BRIEF
Copy out everything from the start of the records down through the line that contains "[[[227,271],[227,360],[253,356],[253,270]]]", both included, and multiply each coordinate in the polygon outlines by 0.95, rounding to whole numbers with halves going up. Leave every other line unchanged.

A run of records
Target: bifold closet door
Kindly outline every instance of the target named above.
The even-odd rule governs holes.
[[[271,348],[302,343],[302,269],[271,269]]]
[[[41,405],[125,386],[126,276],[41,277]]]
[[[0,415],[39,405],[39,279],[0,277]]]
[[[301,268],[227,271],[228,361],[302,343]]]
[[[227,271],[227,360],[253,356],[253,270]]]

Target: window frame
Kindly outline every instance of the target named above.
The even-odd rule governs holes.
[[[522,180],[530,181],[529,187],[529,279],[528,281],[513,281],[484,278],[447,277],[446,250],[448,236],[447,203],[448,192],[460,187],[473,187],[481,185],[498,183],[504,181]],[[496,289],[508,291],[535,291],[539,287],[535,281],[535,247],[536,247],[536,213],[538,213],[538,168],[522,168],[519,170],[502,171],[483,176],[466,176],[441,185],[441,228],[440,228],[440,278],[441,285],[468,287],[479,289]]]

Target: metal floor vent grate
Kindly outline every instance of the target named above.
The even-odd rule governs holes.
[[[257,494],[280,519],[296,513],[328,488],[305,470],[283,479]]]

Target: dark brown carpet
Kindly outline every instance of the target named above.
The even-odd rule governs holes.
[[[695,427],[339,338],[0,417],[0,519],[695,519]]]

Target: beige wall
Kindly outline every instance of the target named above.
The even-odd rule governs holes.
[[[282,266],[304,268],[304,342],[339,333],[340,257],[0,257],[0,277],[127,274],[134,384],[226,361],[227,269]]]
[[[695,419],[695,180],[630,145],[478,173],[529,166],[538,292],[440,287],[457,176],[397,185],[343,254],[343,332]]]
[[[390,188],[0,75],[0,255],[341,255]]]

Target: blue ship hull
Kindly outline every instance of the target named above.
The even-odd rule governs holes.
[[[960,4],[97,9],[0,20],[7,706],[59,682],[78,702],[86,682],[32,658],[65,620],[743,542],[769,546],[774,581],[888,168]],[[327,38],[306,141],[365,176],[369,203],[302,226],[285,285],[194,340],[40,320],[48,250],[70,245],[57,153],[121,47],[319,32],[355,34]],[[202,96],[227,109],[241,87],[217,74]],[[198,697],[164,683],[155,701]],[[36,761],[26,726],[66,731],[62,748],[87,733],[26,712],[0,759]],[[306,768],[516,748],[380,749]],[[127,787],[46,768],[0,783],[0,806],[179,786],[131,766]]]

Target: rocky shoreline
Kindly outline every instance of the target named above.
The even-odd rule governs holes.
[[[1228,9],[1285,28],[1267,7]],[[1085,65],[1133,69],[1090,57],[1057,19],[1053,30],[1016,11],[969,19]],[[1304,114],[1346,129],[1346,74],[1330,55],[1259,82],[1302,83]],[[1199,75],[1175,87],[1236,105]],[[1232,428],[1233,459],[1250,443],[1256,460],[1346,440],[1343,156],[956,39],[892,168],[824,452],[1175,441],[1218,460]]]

OUTPUT FOR THIS TASK
Target: bifold closet door
Kindly outline every instance of the target named above.
The even-odd rule governs holes.
[[[257,331],[287,326],[287,256],[257,256]]]
[[[39,385],[119,367],[120,262],[39,263]]]
[[[0,394],[37,385],[37,265],[0,263]]]
[[[286,255],[216,257],[217,343],[287,326]]]
[[[216,257],[216,342],[240,338],[240,257]]]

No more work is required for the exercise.